═══ TEXT ═══

A popular Darwinian meme is that humans and chimp genomes are ninety-something percent identical. It varies a bit, but usually hovers close to 99%. The meme hides all sorts of assumptions, of course, but the take home lesson for the headline reader is plain enough: we’re almost exactly the same as chimps.

Though the 99% number has received some qualifiers, and has even been referred to as a “myth” in Science, the basic idea remains firmly entrenched in the media collective consciousness.

But evidence seems to be piling up that the similarities are not nearly what has been advertised. Geneticist Richard Buggs has reflected on this, and has even predicted “that when we have a reliable, complete chimpanzee genome, the overall similarity of the human genome will prove to be close to 70% (and very far from 99%).”

It will be interesting to see how Buggs' prediction holds up over time. If he’s right, this will be one more switch from “meme” to “myth” in the Darwinian ledger.

I should confess that I haven’t followed this debate closely, simply because I don’t think that the meme, even if true, really shows much. Here’s what I mean. Some years ago, a reporter called the Discovery Institute asking for a comment on a new study showing a 75% genetic similarity between human beings and a nematode (if I remember correctly). The reporter asked me what I thought about the discovery that we were 75% identical to a nematode. I suggested that there was a difference between our genomes being quite similar to the nematode’s, and human beings being quite similar to nematodes. That didn’t seem to connect, so I said: “Well, why doesn’t the story cause you to reassess the assumption that we’re basically identical with our DNA? If somebody told me we were 100% chemically identical with chimps, I would conclude that we must be a lot more than mere chemicals, since chimps and humans are quite different. Now since humans and nematodes are obviously quite different, while our genomes are similar, doesn’t that suggest that genetics tells us less about ourselves than we had assumed?” I'm pretty sure my comments didn’t make the story.

═══

ACTIVITIES ▸
1. In the text on human and chimp genome similarity, how similar does Richard Buggs predict the human genome will prove to be to a reliable, complete chimpanzee genome?
2. Repeat the text on human and chimp genome similarity word for word from "But evidence seems" to "the Darwinian ledger.".

═══ INFORMATION PROVIDED ═══

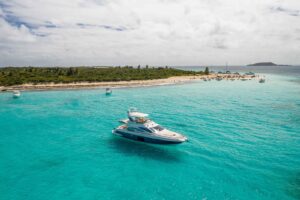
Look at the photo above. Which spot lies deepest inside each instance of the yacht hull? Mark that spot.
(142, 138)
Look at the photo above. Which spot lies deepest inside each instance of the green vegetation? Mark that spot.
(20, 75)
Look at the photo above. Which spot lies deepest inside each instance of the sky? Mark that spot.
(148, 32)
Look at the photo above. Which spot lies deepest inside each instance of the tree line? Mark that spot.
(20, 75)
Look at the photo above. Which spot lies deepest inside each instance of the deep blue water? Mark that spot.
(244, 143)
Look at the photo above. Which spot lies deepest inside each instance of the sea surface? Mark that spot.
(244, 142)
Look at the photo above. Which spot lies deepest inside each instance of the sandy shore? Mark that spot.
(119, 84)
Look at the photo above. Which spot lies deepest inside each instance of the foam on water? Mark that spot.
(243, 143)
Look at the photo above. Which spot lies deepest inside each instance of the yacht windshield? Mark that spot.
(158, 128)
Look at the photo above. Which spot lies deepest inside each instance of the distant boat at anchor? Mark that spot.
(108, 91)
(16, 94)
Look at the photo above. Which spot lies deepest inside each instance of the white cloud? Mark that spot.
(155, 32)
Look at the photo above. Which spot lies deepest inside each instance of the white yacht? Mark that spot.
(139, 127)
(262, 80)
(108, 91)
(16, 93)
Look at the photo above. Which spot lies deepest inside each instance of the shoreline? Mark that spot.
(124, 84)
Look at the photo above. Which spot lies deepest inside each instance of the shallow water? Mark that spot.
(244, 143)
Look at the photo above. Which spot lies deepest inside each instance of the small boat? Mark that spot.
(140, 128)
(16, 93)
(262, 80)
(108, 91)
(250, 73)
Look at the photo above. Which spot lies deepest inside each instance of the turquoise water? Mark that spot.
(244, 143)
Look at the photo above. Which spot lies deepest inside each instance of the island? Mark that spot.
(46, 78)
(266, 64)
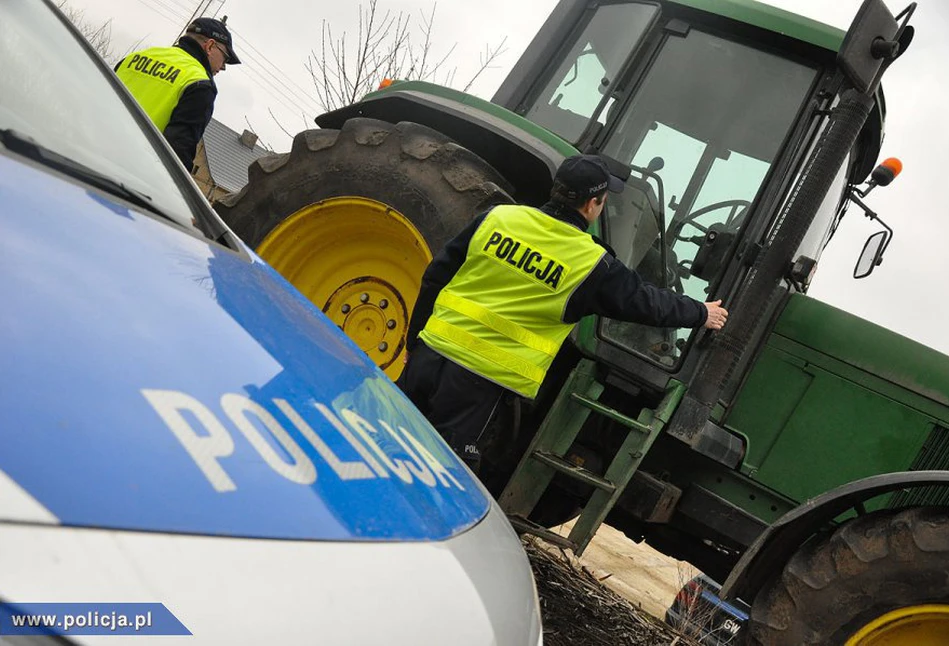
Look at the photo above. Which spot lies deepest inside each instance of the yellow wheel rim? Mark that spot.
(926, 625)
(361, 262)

═══
═══ INFORMATION PROVIDED ═══

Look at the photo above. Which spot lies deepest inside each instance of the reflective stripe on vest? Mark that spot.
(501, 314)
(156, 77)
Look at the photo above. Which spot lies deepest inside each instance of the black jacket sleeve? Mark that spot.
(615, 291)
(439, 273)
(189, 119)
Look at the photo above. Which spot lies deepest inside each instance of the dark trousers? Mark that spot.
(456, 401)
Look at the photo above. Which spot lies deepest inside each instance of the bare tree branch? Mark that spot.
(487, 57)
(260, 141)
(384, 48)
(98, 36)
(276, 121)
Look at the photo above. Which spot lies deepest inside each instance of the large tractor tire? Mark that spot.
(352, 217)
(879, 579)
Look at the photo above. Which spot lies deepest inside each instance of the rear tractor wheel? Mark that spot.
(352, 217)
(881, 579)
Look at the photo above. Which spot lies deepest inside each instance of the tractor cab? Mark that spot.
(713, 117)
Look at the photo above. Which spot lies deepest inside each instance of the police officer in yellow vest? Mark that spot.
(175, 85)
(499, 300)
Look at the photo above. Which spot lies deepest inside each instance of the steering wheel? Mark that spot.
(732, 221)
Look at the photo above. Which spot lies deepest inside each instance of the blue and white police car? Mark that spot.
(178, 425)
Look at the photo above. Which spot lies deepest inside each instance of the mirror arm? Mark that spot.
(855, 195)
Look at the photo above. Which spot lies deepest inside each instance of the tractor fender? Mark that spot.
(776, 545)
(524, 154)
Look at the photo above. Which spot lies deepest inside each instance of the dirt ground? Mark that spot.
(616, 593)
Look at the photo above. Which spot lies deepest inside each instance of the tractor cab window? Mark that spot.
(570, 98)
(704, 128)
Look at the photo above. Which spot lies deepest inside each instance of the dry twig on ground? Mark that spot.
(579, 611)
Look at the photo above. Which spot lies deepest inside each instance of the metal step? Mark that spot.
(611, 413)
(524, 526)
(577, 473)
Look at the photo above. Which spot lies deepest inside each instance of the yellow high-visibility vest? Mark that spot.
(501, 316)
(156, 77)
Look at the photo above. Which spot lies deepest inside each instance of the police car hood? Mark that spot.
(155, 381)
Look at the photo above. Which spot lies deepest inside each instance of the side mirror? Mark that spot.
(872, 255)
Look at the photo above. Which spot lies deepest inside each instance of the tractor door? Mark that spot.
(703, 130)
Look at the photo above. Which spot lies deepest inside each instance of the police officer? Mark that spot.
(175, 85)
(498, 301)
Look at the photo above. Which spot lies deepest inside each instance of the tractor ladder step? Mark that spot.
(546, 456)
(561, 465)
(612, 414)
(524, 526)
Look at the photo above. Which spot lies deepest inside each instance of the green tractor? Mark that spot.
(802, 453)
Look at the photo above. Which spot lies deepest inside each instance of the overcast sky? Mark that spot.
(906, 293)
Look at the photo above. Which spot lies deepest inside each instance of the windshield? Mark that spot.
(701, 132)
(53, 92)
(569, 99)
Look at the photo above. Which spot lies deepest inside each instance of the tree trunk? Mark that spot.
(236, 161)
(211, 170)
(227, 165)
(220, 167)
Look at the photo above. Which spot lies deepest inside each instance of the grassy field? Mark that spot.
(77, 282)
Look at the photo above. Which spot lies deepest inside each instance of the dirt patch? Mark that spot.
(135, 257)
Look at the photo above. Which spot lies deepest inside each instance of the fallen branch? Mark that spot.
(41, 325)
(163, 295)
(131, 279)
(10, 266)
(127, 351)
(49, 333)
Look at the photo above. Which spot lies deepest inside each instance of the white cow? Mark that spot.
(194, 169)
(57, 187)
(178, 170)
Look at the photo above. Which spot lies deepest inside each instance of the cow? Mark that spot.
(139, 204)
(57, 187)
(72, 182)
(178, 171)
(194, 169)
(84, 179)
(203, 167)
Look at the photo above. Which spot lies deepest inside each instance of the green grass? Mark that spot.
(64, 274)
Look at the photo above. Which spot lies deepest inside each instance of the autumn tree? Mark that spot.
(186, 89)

═══

RESULTS FOR THE EXERCISE ▸
1. Close to 70%, and very far from 99%.

2.
But evidence seems to be piling up that the similarities are not nearly what has been advertised. Geneticist Richard Buggs has reflected on this, and has even predicted “that when we have a reliable, complete chimpanzee genome, the overall similarity of the human genome will prove to be close to 70% (and very far from 99%).”

It will be interesting to see how Buggs' prediction holds up over time. If he’s right, this will be one more switch from “meme” to “myth” in the Darwinian ledger.